Stated exercise: Output all records precisely as written.

Supplied material:

-------

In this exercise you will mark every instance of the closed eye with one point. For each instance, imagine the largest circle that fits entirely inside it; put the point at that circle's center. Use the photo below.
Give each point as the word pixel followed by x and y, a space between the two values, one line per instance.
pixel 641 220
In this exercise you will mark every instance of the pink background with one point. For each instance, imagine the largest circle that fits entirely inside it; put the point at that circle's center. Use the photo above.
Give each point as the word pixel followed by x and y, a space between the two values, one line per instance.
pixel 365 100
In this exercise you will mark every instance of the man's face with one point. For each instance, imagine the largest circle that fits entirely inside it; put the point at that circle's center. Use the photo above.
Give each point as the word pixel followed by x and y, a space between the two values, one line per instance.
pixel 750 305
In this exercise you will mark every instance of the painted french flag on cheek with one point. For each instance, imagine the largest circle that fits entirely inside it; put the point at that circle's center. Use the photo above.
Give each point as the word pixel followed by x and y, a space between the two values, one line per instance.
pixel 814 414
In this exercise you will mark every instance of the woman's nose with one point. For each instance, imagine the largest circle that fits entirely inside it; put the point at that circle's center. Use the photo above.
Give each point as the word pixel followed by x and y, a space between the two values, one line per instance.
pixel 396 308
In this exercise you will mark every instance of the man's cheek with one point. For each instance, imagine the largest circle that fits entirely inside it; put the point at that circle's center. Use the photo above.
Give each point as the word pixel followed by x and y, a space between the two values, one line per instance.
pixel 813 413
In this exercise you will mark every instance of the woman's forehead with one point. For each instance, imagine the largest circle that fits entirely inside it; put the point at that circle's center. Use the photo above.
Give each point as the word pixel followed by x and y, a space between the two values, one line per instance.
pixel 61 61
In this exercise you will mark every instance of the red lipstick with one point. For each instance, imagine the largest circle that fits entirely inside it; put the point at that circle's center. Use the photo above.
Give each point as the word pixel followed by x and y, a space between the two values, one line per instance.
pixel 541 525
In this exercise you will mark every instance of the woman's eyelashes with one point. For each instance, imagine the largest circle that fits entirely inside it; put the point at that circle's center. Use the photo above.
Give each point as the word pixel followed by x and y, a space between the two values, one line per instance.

-------

Output of the exercise:
In this exercise you will mark every instance of the closed eye with one point. For each instance, imagine the largest circle that fits entirely inside it; put the point at that circle's center. Use the photo below.
Give each point as the word pixel followed by x and y, a space between the two values, one line per instance.
pixel 641 220
In this exercise you will mark every instance of the pink background with one point. For each instance, imagine the largest circle that fits entirely inside it; put the point at that circle's center. Use the photo above.
Give each point as the word pixel followed by x and y, a space between the two values, one line per instance.
pixel 365 100
In this exercise you will mark every instance of the man's face with one point. For each instance, imagine the largest circle that fits entirely inside it; put the point at that circle's center. Use the photo above.
Give each point as the word pixel followed by x and y, a space between the two values, one line per instance.
pixel 750 305
In this exercise you will mark every instance of the painted french flag on cheek with one point. For each instance, imagine the largest circle that fits entirely inside it; put the point at that circle's center. Use the photo above.
Give each point as the word pixel followed by x and y, a space between the two values, one line per instance.
pixel 814 414
In this exercise you will mark every instance of the woman's nose with one point. For each instance, imagine the largest circle that fits entirely inside it; put the point at that circle's center. Use the photo above.
Give each point as the word pixel followed by x and y, a space between the two values, one line per instance.
pixel 396 308
In this exercise you will mark every instance of the man's cheek with one point. For each instance, imagine the largest circle that fits entirely inside it; put the point at that circle's center. Use the photo above.
Give each point as the word pixel followed by x and y, a space between the two values, one line per instance.
pixel 813 413
In this exercise you will mark every instance of the woman's forehead with one point. For each instance, imagine the largest circle that fits entirely inside it; put the point at that circle's center. Use the photo above.
Give each point as the word pixel followed by x and y, a space between the two values, one line per instance.
pixel 61 61
In this exercise you will mark every instance of the red lipstick with one point. For each instance, imagine the largest circle that fits entirely inside it; put the point at that circle's center. Use the photo above.
Give each point as the word pixel followed by x and y, a space between the two values, one line per instance.
pixel 541 525
In this exercise you will mark every instance of the woman's eyelashes with one point. For each instance, imagine the largest circle that fits entirely inside it; put the point at that circle's center. Use the photo above.
Give each point as the word pixel followed by x and y, a space between the two values, one line per instance.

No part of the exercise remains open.